## Exercise
Pull out every line of the data below that contains the word "strap", and treat uppercase and lowercase letters as different.

*** Extracted data

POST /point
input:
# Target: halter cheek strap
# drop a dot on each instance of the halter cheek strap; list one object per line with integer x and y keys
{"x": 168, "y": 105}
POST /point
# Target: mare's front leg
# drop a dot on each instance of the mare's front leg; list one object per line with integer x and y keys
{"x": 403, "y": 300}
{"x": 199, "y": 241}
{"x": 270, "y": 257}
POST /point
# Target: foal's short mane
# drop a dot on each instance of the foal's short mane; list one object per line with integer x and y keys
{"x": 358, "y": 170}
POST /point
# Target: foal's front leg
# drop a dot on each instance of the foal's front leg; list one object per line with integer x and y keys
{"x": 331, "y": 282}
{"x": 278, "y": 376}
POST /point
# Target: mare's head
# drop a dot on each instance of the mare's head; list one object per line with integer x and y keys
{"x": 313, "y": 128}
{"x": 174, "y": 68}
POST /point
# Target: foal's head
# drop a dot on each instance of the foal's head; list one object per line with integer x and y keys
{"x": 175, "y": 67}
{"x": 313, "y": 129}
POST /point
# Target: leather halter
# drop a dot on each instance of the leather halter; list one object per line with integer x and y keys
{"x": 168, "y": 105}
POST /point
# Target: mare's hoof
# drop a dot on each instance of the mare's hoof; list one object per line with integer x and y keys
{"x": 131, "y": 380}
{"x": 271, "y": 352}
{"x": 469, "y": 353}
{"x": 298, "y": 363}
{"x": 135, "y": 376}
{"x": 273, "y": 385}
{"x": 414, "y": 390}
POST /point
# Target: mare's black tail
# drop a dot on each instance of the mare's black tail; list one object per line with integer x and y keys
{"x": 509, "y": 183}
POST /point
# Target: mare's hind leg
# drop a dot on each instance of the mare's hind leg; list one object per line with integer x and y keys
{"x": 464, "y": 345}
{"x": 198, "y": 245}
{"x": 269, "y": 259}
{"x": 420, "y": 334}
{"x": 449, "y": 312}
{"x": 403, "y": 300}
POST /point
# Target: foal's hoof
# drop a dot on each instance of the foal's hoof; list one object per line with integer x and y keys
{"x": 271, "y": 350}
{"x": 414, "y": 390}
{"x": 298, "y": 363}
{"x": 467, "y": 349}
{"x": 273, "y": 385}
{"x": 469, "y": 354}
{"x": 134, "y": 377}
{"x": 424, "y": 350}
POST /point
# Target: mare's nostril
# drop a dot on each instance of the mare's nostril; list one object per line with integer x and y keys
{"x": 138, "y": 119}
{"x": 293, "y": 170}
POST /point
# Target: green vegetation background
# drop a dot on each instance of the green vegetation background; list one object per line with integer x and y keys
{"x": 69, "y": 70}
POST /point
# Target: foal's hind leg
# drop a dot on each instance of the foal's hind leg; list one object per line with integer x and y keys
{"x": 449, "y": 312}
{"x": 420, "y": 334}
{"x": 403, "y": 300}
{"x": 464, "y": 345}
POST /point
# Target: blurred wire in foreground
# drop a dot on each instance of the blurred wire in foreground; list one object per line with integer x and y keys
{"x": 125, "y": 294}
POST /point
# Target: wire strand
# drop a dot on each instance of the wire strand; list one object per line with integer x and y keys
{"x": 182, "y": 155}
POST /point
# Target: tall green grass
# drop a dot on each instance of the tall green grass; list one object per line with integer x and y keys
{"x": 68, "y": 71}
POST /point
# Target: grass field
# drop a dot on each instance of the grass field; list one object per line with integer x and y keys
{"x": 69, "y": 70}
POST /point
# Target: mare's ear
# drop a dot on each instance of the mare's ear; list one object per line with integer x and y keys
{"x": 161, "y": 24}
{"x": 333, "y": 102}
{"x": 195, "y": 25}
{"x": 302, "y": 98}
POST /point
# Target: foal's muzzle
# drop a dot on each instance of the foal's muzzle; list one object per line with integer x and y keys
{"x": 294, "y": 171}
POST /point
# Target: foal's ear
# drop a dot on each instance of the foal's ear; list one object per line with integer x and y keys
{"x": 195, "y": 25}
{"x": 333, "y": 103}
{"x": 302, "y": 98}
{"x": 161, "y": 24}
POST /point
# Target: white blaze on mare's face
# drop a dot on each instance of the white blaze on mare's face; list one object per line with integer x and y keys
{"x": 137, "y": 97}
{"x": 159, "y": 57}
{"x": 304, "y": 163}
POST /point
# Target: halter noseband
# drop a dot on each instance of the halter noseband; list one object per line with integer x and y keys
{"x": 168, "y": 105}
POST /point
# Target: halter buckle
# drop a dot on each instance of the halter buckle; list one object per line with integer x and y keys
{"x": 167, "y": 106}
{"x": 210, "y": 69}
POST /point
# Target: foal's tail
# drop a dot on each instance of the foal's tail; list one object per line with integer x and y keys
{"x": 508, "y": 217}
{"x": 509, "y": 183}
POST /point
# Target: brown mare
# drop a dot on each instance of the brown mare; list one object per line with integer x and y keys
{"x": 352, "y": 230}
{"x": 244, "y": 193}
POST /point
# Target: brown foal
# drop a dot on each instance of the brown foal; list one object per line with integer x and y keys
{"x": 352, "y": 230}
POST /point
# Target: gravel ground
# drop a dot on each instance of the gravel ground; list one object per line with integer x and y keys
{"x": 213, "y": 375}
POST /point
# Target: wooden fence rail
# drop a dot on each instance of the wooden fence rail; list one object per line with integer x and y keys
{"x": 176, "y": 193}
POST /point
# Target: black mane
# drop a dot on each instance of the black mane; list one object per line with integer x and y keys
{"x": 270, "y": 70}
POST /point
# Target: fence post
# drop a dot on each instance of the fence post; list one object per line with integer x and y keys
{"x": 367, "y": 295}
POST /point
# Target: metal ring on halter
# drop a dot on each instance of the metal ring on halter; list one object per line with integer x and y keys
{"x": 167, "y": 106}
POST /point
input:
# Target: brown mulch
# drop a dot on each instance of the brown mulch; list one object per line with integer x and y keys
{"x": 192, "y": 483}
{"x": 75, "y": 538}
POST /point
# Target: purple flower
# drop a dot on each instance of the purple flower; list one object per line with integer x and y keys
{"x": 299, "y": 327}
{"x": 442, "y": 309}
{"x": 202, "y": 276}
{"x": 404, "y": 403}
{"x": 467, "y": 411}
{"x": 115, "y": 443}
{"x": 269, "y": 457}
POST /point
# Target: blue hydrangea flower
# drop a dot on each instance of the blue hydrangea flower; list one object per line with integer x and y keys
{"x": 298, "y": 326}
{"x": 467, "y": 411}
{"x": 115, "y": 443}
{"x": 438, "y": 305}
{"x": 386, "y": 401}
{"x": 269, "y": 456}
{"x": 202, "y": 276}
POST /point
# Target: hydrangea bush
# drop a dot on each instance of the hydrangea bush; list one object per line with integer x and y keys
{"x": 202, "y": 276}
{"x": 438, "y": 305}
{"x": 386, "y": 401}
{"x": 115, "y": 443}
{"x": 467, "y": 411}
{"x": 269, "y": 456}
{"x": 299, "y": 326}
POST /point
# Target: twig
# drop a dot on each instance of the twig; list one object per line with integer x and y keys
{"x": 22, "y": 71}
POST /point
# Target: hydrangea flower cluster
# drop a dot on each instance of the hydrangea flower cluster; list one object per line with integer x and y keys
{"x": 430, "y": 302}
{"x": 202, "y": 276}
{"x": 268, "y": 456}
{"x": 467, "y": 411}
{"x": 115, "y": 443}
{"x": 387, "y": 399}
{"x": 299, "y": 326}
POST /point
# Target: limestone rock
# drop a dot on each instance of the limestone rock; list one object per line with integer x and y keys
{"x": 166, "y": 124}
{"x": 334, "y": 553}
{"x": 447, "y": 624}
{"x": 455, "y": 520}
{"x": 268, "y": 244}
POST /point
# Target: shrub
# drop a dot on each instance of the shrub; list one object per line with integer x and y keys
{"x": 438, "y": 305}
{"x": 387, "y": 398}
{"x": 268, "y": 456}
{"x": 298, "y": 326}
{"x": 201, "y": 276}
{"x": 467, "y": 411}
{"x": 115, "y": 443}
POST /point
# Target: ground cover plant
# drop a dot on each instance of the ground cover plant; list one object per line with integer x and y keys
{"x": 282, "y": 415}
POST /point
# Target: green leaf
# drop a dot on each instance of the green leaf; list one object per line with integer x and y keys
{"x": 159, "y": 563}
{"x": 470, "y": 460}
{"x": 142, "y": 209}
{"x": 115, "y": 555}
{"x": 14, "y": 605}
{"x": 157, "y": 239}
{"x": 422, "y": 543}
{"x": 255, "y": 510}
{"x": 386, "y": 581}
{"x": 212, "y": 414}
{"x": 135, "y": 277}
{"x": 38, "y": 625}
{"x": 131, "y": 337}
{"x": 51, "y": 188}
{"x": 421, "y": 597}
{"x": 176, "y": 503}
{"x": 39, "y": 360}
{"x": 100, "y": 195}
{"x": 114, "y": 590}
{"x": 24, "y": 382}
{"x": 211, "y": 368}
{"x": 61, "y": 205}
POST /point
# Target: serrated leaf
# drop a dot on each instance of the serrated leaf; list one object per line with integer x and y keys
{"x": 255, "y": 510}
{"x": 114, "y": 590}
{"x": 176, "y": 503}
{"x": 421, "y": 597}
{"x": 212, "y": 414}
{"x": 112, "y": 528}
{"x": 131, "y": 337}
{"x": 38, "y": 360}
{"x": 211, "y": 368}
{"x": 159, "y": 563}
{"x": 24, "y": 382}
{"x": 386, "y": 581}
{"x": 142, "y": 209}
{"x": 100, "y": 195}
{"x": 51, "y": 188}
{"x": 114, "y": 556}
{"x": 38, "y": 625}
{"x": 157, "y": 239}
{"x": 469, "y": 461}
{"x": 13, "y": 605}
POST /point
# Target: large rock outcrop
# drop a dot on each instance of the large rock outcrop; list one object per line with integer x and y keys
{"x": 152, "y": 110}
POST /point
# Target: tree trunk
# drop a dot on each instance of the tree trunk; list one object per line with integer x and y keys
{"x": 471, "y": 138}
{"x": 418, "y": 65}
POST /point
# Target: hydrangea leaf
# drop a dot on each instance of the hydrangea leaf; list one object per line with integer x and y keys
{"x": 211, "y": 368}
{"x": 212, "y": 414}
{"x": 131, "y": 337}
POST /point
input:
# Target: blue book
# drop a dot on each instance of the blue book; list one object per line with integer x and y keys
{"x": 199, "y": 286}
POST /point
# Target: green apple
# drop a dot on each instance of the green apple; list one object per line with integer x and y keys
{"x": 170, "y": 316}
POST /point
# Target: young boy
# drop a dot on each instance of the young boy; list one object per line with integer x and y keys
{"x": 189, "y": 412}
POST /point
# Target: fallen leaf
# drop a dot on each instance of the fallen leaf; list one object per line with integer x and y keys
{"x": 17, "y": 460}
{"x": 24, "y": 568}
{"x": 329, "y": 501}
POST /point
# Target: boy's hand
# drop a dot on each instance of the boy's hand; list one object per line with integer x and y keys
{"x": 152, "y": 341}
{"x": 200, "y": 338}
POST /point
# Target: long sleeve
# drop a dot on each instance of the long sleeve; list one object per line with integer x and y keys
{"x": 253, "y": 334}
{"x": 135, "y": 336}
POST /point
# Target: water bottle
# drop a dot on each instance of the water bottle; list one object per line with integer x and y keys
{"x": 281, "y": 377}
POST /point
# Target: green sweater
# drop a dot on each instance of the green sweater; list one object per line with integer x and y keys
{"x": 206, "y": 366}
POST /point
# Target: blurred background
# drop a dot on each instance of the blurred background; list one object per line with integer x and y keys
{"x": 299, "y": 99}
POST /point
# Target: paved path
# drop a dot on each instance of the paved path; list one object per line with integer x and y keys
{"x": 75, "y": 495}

******

## Solution to the exercise
# Target: halter cheek strap
# drop a dot on each instance of the halter cheek strap; list one object per line with integer x and y keys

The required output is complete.